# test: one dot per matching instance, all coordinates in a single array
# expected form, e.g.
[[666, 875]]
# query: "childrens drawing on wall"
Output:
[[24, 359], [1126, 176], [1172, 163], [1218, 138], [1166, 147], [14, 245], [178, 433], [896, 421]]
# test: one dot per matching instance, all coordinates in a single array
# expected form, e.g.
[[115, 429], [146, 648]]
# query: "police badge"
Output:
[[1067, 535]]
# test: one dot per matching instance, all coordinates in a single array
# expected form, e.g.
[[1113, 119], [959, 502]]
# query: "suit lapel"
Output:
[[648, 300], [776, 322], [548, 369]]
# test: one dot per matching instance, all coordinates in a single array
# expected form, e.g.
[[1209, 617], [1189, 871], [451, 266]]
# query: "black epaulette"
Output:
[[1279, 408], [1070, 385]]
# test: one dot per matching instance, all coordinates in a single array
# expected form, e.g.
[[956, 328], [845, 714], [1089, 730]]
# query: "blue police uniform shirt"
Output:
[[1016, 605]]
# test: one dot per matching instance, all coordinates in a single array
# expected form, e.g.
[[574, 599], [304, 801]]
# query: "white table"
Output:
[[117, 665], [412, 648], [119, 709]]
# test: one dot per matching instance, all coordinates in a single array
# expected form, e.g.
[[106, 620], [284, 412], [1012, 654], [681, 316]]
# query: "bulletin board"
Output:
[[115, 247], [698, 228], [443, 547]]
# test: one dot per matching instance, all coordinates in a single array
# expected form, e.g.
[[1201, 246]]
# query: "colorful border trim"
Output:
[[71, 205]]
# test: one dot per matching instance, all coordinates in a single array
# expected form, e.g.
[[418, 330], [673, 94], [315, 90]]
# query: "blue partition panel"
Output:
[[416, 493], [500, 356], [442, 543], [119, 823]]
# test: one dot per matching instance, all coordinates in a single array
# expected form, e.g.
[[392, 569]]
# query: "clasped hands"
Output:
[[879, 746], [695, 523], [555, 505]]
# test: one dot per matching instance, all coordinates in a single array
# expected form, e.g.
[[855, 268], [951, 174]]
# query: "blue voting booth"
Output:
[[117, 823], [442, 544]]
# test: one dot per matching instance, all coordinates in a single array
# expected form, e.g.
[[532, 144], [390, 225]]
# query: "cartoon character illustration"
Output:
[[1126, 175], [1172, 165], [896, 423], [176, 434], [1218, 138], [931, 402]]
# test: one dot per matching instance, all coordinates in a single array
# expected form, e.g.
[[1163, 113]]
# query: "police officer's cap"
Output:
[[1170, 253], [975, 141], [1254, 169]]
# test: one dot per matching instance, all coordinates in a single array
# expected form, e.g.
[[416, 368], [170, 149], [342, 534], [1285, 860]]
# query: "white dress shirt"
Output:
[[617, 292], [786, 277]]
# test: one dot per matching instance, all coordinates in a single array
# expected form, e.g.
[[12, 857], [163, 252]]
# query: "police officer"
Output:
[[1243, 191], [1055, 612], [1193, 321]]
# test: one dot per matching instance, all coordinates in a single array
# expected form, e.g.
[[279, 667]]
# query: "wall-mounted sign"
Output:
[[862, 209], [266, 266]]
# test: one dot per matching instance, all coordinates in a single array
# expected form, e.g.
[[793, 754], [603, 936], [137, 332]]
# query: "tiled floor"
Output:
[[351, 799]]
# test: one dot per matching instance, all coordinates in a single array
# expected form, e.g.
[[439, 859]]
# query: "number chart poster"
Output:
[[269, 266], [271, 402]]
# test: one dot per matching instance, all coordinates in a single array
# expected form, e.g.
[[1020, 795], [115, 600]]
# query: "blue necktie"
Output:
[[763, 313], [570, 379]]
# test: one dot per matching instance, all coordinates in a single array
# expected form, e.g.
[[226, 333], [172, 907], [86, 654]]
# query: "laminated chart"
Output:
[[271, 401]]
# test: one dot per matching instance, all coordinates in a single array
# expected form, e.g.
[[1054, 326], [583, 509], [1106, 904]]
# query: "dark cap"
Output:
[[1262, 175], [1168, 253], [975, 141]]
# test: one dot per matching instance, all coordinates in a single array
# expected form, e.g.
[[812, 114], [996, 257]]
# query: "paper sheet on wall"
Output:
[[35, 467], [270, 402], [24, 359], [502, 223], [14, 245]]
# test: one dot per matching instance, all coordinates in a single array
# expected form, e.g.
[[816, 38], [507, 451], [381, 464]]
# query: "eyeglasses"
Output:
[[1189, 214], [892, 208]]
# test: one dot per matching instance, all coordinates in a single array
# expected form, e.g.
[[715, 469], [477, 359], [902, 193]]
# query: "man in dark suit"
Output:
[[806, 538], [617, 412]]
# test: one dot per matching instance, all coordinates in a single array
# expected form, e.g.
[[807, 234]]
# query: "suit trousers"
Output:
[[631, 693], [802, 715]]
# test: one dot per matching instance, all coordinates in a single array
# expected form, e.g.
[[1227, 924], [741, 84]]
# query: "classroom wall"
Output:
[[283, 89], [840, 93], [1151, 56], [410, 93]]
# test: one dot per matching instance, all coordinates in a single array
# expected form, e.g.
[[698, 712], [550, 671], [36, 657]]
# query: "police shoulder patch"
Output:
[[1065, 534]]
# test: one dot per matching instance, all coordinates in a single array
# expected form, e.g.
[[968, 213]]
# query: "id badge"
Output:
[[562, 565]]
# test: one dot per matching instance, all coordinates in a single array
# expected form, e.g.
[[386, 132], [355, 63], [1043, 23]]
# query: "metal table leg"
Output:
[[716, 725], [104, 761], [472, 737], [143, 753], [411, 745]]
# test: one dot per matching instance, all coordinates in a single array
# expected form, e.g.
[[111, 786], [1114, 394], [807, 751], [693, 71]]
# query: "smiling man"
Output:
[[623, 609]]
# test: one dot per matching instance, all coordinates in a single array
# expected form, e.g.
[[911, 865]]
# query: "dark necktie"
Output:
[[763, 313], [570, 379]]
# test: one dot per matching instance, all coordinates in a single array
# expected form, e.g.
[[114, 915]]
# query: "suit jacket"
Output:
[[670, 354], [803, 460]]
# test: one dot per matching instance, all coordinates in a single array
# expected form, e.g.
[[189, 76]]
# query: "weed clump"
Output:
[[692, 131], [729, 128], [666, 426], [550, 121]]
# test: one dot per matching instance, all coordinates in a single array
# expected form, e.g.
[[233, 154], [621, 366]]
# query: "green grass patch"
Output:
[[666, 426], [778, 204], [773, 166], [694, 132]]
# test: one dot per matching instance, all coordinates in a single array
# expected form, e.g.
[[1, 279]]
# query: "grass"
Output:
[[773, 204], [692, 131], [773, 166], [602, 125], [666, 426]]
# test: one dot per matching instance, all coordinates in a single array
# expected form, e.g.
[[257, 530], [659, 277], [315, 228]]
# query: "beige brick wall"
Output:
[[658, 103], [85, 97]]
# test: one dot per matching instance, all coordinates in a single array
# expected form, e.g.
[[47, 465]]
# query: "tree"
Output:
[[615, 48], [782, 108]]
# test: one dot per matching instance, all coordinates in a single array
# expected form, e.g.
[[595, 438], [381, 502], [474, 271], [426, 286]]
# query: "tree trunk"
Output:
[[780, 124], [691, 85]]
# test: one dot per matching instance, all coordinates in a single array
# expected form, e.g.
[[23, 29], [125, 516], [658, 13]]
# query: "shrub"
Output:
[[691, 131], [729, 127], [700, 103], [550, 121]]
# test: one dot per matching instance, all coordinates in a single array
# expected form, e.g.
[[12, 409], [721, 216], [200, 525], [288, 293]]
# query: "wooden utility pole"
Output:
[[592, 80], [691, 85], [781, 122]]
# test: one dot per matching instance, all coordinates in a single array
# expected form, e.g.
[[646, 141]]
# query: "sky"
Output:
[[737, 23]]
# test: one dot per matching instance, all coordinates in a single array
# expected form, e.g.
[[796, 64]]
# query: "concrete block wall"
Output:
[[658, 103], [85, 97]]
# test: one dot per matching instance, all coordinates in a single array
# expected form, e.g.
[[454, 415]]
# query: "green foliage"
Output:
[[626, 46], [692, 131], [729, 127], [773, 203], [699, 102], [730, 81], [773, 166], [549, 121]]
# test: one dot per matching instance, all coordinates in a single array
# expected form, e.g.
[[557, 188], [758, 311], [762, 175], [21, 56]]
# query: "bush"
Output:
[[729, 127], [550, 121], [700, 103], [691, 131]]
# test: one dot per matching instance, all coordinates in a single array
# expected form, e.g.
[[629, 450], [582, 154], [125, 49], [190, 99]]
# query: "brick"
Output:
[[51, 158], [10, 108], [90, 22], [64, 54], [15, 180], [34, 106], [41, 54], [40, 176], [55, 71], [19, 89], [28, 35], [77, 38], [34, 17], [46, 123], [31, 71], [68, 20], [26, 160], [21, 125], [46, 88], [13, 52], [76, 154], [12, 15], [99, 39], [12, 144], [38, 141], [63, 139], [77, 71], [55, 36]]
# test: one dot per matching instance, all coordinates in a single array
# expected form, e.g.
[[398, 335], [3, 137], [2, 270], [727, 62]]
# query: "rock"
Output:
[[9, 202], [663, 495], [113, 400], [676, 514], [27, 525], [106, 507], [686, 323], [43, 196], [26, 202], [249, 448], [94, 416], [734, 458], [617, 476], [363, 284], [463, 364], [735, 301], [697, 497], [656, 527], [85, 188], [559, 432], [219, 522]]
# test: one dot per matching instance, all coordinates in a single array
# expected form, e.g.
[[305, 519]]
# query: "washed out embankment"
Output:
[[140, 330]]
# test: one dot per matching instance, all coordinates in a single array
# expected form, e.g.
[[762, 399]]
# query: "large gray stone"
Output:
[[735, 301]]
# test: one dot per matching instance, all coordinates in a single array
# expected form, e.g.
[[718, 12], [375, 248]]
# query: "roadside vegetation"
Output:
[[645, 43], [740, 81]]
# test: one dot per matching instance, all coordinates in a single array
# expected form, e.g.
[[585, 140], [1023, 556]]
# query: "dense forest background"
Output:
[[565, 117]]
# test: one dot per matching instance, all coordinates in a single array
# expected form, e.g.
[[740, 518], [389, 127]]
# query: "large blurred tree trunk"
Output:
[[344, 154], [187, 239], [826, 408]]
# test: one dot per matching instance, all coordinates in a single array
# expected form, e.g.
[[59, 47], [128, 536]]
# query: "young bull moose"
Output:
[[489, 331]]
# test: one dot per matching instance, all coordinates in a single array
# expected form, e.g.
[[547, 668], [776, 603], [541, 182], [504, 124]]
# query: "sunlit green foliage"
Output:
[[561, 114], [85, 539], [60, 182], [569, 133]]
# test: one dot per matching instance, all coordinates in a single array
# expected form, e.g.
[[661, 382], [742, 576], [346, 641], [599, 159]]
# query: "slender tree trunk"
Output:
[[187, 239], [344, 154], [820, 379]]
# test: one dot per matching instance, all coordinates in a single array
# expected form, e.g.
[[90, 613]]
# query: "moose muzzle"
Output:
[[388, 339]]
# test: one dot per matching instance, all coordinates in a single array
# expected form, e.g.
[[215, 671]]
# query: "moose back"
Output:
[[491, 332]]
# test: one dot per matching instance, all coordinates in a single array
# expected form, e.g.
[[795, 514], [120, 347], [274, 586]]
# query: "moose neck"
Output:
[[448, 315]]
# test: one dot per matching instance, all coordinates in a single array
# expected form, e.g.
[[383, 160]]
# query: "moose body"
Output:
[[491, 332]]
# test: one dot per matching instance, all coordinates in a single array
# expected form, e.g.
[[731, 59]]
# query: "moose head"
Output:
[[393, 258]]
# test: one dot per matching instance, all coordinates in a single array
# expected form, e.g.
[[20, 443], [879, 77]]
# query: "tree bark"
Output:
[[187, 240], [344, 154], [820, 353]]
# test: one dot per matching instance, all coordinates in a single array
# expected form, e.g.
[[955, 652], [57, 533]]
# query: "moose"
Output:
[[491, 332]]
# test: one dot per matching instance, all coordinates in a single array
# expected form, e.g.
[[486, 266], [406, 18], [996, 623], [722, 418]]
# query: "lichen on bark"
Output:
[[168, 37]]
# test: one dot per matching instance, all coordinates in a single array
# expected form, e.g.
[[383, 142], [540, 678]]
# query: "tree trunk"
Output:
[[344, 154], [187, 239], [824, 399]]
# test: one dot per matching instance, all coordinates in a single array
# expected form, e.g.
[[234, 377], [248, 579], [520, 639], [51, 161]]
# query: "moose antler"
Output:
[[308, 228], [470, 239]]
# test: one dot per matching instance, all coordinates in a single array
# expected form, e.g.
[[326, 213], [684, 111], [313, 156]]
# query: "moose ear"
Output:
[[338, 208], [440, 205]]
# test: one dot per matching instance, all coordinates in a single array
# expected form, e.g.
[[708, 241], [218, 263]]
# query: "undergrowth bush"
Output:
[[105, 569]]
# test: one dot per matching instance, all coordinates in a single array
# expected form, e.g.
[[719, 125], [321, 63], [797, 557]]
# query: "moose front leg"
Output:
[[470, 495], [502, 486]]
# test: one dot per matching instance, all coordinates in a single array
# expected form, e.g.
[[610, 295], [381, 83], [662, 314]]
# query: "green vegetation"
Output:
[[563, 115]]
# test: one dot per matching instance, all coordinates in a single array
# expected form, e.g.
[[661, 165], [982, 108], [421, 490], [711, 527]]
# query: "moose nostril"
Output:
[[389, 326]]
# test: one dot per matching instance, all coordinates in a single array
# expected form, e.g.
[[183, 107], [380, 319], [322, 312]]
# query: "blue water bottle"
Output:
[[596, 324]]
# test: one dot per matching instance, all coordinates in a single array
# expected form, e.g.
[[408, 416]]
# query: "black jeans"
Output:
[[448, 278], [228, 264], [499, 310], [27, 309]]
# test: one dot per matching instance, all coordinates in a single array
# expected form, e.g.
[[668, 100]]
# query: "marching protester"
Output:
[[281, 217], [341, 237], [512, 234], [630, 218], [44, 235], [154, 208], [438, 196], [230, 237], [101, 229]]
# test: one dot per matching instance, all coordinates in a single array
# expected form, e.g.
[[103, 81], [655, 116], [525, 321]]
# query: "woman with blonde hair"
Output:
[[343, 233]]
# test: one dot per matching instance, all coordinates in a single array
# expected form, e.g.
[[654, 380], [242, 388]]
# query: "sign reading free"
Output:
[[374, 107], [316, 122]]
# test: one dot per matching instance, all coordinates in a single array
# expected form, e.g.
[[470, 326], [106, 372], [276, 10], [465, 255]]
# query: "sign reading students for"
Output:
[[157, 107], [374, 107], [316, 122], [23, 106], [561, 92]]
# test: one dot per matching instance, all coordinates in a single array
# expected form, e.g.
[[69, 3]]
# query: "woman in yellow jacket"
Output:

- What the task requires -
How many lines in the listing above contain the string "trunk", matching case exactly? Reply with the number only.

- Exercise solution -
4